▶ _What is being asked_
Which lines of the data contain the string "trunk"? Show each of them.

Records drawn from a dataset
● ● ● ● ● ● ●
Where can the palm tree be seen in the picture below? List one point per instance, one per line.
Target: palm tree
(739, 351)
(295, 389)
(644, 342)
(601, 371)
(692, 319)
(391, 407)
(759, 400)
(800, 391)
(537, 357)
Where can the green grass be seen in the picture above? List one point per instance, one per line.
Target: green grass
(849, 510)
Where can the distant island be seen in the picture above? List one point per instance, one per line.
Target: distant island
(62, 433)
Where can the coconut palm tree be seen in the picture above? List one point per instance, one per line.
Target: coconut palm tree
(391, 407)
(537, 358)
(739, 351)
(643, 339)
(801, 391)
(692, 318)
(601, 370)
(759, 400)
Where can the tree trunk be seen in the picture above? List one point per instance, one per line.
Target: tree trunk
● ● ● ● ● ● ●
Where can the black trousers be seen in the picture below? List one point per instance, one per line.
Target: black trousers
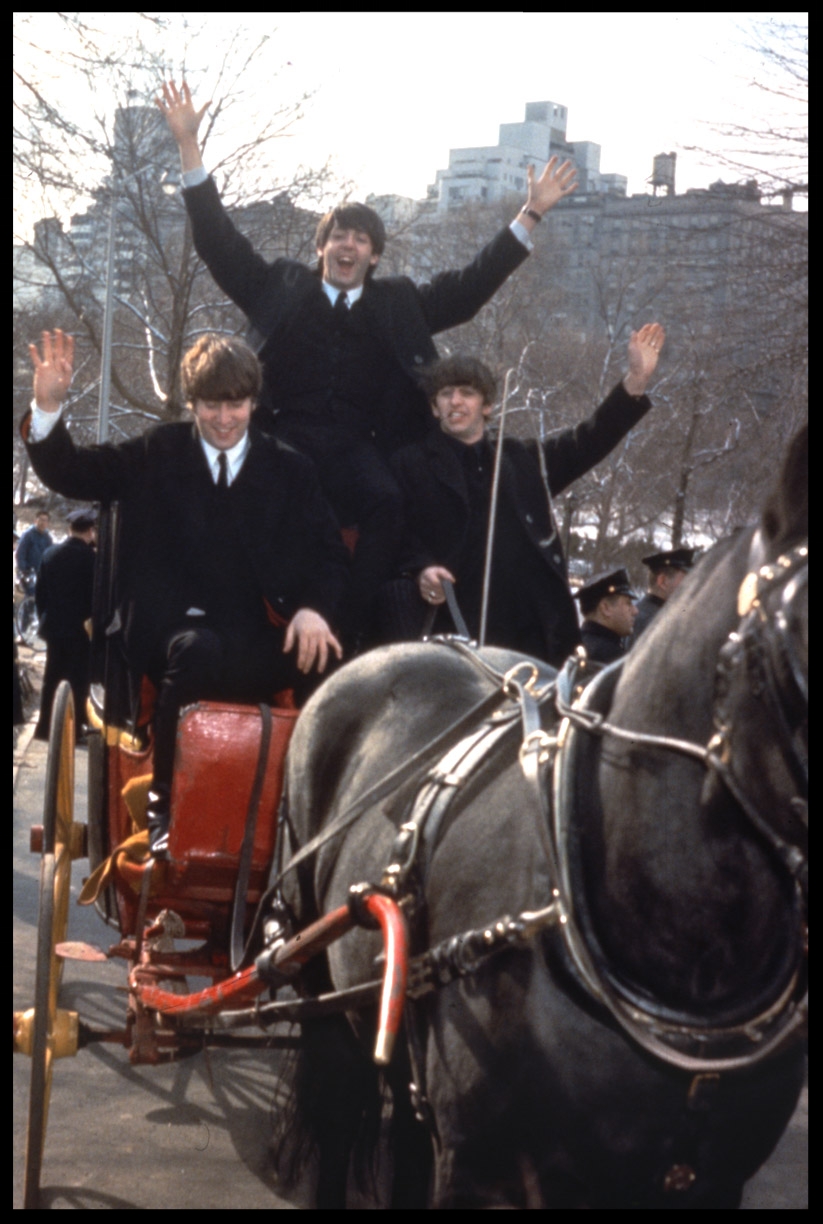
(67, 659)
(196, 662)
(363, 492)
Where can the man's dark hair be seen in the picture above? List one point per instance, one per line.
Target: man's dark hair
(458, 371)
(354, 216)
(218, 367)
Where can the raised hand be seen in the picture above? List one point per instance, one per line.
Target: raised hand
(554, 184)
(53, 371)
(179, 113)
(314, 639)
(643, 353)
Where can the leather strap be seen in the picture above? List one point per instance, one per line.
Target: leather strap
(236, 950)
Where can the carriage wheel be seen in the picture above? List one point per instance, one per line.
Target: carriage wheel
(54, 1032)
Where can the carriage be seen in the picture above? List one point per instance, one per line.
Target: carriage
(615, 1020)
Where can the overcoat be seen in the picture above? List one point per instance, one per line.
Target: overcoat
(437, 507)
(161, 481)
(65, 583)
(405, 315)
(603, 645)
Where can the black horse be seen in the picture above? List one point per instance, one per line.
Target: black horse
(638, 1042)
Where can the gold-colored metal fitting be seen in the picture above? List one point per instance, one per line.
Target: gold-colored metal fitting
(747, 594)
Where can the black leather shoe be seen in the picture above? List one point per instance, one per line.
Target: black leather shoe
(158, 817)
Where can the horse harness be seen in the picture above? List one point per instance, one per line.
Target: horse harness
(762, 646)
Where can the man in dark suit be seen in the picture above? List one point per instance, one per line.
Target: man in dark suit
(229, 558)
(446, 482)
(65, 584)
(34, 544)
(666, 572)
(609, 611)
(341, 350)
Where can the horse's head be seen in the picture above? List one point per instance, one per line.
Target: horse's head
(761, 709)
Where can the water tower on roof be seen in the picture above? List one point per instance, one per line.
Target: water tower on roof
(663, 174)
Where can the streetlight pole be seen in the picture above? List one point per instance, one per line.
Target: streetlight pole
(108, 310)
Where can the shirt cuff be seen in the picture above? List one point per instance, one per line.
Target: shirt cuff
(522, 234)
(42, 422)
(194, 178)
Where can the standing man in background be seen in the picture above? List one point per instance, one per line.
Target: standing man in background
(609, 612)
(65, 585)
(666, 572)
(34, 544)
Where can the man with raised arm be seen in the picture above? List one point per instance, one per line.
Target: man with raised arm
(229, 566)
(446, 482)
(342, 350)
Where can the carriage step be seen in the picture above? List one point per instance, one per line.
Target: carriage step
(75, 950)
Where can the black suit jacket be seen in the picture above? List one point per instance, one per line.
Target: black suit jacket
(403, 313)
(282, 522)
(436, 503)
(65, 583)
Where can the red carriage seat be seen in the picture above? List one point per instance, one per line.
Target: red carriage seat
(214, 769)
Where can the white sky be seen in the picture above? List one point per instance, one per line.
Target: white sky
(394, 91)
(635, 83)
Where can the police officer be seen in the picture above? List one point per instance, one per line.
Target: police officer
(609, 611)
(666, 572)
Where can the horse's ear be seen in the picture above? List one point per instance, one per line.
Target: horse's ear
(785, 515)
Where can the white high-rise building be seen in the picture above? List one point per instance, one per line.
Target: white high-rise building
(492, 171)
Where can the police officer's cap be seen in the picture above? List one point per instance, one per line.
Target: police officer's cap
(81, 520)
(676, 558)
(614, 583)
● ● ● ● ● ● ●
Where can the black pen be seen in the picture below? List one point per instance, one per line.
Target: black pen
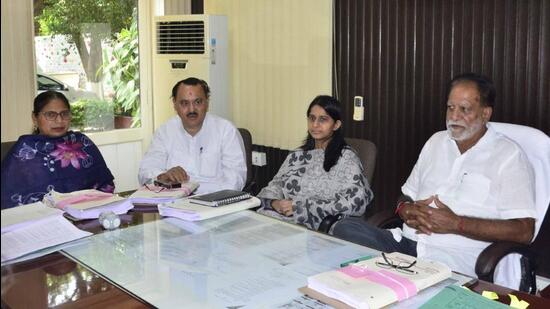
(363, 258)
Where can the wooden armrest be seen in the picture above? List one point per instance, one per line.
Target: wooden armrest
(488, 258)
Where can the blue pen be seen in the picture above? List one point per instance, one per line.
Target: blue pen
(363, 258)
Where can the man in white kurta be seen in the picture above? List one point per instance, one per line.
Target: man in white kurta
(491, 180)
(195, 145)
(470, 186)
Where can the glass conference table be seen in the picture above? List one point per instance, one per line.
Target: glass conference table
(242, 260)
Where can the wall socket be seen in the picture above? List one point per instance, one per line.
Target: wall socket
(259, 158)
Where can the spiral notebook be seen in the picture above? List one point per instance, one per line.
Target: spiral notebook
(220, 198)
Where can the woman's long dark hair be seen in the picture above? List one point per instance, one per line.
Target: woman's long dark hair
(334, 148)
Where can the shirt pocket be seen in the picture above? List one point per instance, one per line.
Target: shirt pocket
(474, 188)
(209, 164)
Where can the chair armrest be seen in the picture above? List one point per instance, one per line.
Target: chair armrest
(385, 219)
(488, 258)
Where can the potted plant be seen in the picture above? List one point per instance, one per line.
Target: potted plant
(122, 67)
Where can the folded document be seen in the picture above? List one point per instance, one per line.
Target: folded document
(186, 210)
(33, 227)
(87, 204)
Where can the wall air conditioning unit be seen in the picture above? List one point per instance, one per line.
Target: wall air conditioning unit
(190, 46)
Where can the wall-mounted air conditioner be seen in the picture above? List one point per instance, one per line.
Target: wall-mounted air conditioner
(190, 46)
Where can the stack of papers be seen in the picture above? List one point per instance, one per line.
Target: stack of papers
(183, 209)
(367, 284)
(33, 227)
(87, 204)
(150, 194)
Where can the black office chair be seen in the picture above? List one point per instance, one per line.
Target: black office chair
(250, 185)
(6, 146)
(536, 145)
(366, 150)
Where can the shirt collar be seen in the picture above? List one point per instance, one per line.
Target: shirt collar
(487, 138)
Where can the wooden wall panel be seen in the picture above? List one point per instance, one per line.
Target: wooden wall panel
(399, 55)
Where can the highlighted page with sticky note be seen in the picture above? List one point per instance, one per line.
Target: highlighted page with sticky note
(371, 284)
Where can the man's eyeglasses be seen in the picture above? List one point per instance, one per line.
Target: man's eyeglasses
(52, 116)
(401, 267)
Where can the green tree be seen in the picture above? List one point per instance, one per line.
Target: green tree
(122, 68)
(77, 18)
● ● ● ● ● ● ●
▶ _Answer to this problem_
Where can the tree trunk be seen in the picture above? List one point per instance, one per line.
Target: tree trunk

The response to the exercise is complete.